(Records drawn from a dataset)

----

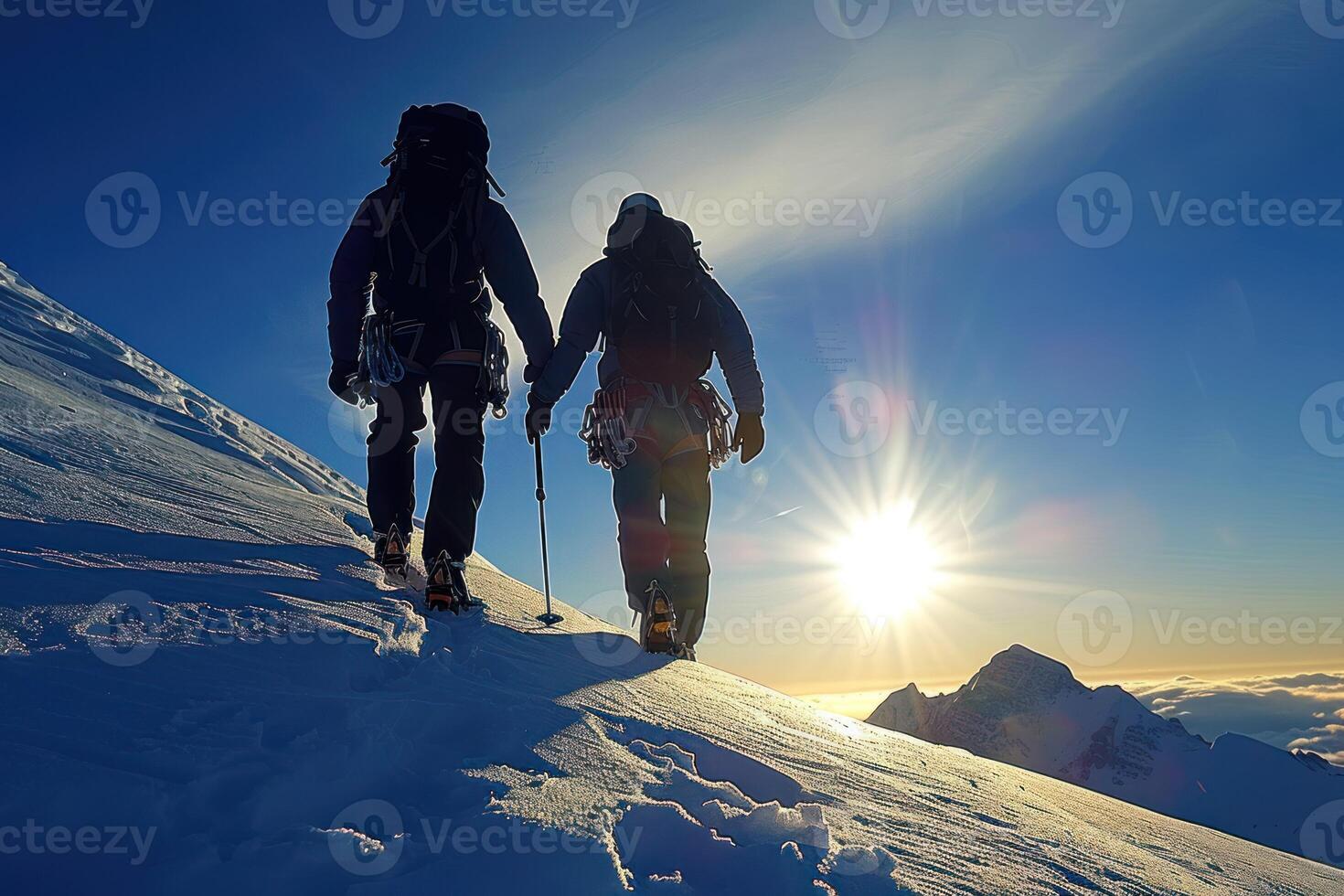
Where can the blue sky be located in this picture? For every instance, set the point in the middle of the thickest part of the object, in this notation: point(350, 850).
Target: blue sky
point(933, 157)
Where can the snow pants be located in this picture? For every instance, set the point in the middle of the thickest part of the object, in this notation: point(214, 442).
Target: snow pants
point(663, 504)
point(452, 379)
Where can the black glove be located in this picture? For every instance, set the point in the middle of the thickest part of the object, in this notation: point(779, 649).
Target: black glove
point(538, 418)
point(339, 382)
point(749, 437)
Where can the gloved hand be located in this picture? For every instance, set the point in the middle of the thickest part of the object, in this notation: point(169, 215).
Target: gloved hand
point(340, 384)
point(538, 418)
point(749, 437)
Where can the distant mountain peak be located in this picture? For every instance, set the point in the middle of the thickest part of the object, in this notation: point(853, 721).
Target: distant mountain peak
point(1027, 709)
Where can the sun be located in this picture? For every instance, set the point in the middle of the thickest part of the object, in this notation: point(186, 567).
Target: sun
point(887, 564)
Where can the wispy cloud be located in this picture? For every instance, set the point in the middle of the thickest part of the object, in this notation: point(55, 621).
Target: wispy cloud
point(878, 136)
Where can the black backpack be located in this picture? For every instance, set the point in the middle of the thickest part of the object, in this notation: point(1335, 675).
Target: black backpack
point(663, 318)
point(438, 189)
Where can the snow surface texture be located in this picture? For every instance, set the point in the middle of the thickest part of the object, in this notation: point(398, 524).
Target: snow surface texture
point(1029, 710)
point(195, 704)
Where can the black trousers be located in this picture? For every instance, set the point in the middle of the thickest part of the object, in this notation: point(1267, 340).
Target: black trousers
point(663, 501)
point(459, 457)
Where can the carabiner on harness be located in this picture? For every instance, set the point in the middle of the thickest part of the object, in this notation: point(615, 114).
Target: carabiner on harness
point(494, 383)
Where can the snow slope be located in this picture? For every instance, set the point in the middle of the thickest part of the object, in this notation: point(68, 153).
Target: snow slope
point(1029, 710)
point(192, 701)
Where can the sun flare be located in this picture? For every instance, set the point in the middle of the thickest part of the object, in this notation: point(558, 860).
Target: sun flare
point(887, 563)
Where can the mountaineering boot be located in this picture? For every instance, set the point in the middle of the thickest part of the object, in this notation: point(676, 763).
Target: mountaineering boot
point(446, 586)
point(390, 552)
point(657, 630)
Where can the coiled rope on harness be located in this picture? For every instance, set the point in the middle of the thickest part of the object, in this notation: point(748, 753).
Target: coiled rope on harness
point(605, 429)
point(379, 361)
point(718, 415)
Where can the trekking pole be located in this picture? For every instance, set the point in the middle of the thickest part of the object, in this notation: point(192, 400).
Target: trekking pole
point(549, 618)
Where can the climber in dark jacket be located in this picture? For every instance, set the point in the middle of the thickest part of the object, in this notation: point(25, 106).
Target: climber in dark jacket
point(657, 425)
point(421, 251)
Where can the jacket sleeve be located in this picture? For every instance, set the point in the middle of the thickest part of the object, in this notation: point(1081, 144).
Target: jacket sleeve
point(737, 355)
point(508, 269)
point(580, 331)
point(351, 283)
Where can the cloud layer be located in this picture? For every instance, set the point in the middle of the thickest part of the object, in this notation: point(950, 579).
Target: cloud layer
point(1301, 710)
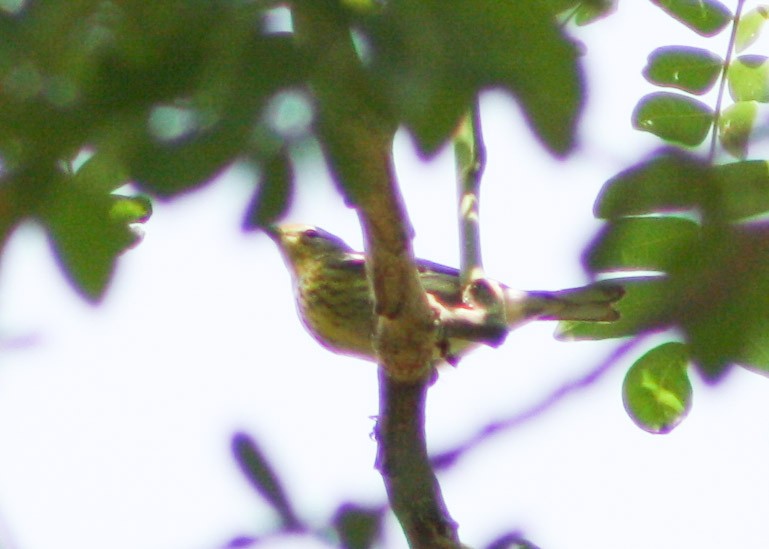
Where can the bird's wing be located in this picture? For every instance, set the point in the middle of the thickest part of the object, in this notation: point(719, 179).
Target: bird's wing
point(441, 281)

----

# [Exercise brief]
Write out all the entries word for word, but skip any images.

# [Problem solution]
Where can the blue sky be located in this picture? For every instance, set the point in the middle of the thickest part of the object, in this notation: point(350, 850).
Target: blue sky
point(933, 157)
Where can the snow pants be located in this picture? For every instance, set the point in the middle of the thickest part of the object, in this notation: point(214, 442).
Target: snow pants
point(663, 504)
point(452, 379)
Where can the black glove be located in this picture? For every instance, set the point in the middle of the thickest part of the object, in this notation: point(779, 649).
Target: black glove
point(538, 418)
point(339, 382)
point(749, 437)
Where can the gloved hand be located in this picture? For every instance, set the point in the middle of the thickest part of the object, in this notation: point(169, 215).
Target: gloved hand
point(340, 384)
point(538, 418)
point(749, 437)
Where can the distant mountain peak be located in this picture? For every instance, set the point in the middle of the thickest part of the object, in this notation: point(853, 721).
Target: distant mountain peak
point(1027, 709)
Where can the sun be located in this picture? For every instance, set the point in the middle of the thickest part of the object, in this notation: point(186, 567).
Target: sun
point(887, 564)
Where can the wispy cloud be located in this picture? For every instance, set the point in the middle of the thickest part of the object, in this notation: point(55, 621).
Target: wispy cloud
point(878, 136)
Where can the black backpack be located in this picture? For every instance, set the point in the middle of the thickest part of the object, in this notation: point(1335, 675).
Target: black backpack
point(663, 318)
point(438, 189)
Where can the snow surface texture be located in this picture? For every instance, set the point in the middle of the thickest part of the object, in this notation: point(398, 524).
Target: snow surface texture
point(1029, 710)
point(195, 704)
Where can the black trousers be located in this picture? For every instance, set the point in the middle of the thickest part of the object, in this notation: point(1267, 340).
Target: black trousers
point(663, 501)
point(459, 457)
Where can the carabiner on harness be located in this picture? For every instance, set the point in the middle of the thickest part of the object, in this notation: point(615, 114).
Target: carabiner on harness
point(494, 383)
Where can the snow slope be located in this picture? For every instance, set the point in the middle of the thickest part of the object, in this notation: point(68, 153).
Target: snow slope
point(1029, 710)
point(192, 701)
Where can the sun flare be located in this picture? For every instance, set the point in the middle of the thickest part of the object, in this notation: point(558, 860).
Target: sun flare
point(887, 563)
Where can the mountaineering boot be located in this picture? For every instance, set the point in the middle of the thickest part of the object, in this notation: point(676, 763).
Target: mountaineering boot
point(446, 586)
point(390, 552)
point(657, 630)
Where can the coiled rope on harness be located in this picture? For every instance, set the point in the middle of the thickest part of the object, in this notation: point(748, 753).
Target: coiled rope on harness
point(605, 429)
point(379, 361)
point(718, 415)
Where can the trekking pole be located in this picture? For every instance, set the point in the middle of the thickest part of the object, in this notation: point(192, 400).
Target: trekking pole
point(549, 618)
Where can the climber in dark jacket be located in this picture? For every instance, set the point in the middle of the thickest part of the object, in this notation: point(25, 106).
Target: climber in dark jacket
point(657, 425)
point(421, 251)
Where can the jacket sleeve be located in this picture? For every instance, set the point in the middle of the thickest part of the object, in this notation: point(1081, 144).
Target: jacket sleeve
point(737, 355)
point(508, 269)
point(580, 331)
point(351, 283)
Where can the cloud layer be located in this picture? For every instance, set the point in the middle of the thickest part of the object, in this notation: point(950, 579).
Target: cloud layer
point(1301, 710)
Where can the bird's wing be located in this picture? For every instance, set the point in the middle of the thickest part of the object, in this notation: point(719, 179).
Target: bird's wing
point(441, 281)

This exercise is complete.